(EXERCISE MATERIAL Opens)
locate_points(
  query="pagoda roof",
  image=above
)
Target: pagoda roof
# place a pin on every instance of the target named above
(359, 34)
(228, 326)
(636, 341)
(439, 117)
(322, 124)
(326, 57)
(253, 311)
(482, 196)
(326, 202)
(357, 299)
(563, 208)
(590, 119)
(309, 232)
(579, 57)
(EXERCISE MATERIAL Closes)
**WORK REQUIRED:** Repeat exactly the lines above, starting with the first line of the records and finishing with the line holding "Target: pagoda roof". Add no other line.

**EXPECTED ANSWER:**
locate_points(
  query="pagoda roof",
  image=above
)
Target: pagoda roof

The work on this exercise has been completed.